▶ Task to carry out:
Every line of the records below from the line with "Expected: the position of each instance of the ribbed" up to and including the line with "Expected: the position of each instance of the blue" must be reproduced exactly, and no line outside that range.

----- Records for processing -----

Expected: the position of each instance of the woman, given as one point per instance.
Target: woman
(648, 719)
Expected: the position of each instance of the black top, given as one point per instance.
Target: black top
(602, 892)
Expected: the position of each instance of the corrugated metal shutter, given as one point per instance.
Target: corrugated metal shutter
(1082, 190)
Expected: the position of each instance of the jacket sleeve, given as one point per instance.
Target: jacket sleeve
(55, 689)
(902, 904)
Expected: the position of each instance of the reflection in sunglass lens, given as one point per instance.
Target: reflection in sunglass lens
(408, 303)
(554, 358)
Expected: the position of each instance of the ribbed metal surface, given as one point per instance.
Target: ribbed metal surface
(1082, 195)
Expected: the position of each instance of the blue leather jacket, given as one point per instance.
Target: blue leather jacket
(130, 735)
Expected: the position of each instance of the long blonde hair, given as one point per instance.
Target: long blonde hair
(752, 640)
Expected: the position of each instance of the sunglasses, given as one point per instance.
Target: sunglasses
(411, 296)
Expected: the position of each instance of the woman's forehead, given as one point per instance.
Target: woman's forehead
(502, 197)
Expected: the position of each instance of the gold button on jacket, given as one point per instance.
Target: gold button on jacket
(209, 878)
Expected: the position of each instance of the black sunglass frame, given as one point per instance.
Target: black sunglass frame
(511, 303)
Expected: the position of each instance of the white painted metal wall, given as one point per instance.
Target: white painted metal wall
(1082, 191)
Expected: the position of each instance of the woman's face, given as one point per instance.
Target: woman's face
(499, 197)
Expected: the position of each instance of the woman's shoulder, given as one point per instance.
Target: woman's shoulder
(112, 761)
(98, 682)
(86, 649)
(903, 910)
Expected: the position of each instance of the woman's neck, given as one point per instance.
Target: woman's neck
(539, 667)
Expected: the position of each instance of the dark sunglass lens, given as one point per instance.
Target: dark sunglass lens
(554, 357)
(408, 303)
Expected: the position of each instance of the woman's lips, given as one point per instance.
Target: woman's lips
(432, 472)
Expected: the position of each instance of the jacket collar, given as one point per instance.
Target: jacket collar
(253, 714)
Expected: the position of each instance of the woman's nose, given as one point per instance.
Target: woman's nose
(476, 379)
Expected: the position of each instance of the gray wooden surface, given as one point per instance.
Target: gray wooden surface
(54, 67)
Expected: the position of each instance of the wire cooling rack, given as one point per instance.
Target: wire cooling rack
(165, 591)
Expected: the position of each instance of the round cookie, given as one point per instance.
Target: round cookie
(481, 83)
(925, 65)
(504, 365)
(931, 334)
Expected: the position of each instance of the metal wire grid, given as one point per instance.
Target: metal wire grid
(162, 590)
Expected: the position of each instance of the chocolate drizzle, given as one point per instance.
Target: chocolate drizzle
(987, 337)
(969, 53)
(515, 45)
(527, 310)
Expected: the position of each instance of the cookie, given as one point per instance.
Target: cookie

-----

▶ Output of the task:
Expected: the position of each instance of the ribbed metal surface, given as one point per instance.
Target: ribbed metal surface
(1082, 195)
Expected: the position of each instance of the blue leather jacket, given as one point per instance.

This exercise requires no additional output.